Document segment
----------------

Joe Boling forwarded this book review by Richard G. Doty, curator of the National Numismatic Collection at the Smithsonian Institution. The book was published last year. Dick's review was published in The Numismatist. See below for a link to an earlier review.
-Editor
Monumental Money: People and Places on U.S. Paper Money
Yigal Arkin: Arkin Publishing, 2012
ISBN 978-0-615-46454-1. Pp. 112. $17.95
Yigal Arkin has brought a breath of fresh air and a colorful approach to the study
of our federal currency. Monumental Money is most decidedly not for the
specialist, the person who knows the convoluted story of our paper money inside
out. But it is the perfect publication for members of a wider, more disparate group,
including those who’ve always collected American coinage but are now thinking
of branching out into paper; those seeking to interest others in a major area of our
numismatic history; and anyone who’s ever looked at our currency and wondered
who appeared on it, and why. Through a combination of fresh writing and colorful
images, Arkin reaches out and captures the interest of these and other readers,
creating a new audience for the appreciation of America’s paper.
Like ancient Gaul, this book is divided into three parts. ( Anyone who ever had to slog through First-Year Latin will recognize my reference. Those who don’t
recognize it, be grateful). The first section gives a
highly readable, well-illustrated survey of the money we see every day, but adds
interesting facts we are unlikely to have encountered. (Did you know that Thomas
Jefferson had Monticello’s floors painted grass-green in an attempt to bring the
outdoors indoors? I didn’t; but it somehow sounds like something our Third
President might have cooked up.) Part One concludes with the ill fated, redesigned
hundred-dollar bill: Arkin’s photograph affords his readers the clearest glimpse of
the new note they are likely to find – at least for the time being. Part One takes up
a bit more than half the book.

----------------

Raw data
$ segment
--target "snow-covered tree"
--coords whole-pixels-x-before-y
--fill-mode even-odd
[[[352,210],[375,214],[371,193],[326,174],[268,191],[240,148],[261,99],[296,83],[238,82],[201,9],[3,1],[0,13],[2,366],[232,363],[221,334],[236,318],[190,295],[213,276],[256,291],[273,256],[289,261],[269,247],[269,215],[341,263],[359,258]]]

----------------

Brief 1
In the review of Monumental Money, what color did Thomas Jefferson have Monticello's floors painted?
Brief 2
Continue the review of Monumental Money from where it stops.

Output 1
Grass-green.

Output 2
Part Two embraces most of the remainder, and it consists of an excellent survey of
our earlier paper money – anything and everything in commerce before the
universal, and surprisingly recent, sway of the Federal Reserve note. Arkin
touches briefly on colonial currency, but his main focus is on the various forms
taken by federal notes, many of whom the beginning collector is unlikely to know
well, if at all. He begins with an excessively rare treasury note from the War of
1812, but his survey really gets under way at the beginning of the 1860s: the
sectional tensions that turned into a shooting war in 1861 completely transformed
our paper money, as both Abraham Lincoln and Jefferson Davis sought and found
new types of currency to finance the mayhem.
In the North, demand notes were
one result, legal tender notes another, and fractional currency and national bank
notes others still. Most of this money went by the name greenbacks, an allusion to
the color adopted for back printing, one supposedly immune to photographic
counterfeiting. And in the South, a tint called China Blue resulted in an analogous
term for Confederate money, bluebacks. I call out the author’s explanation and
coverage of national bank notes for particular praise. He makes one of the most
confusing forms of our federal currency intelligible to beginners and intermediates
alike.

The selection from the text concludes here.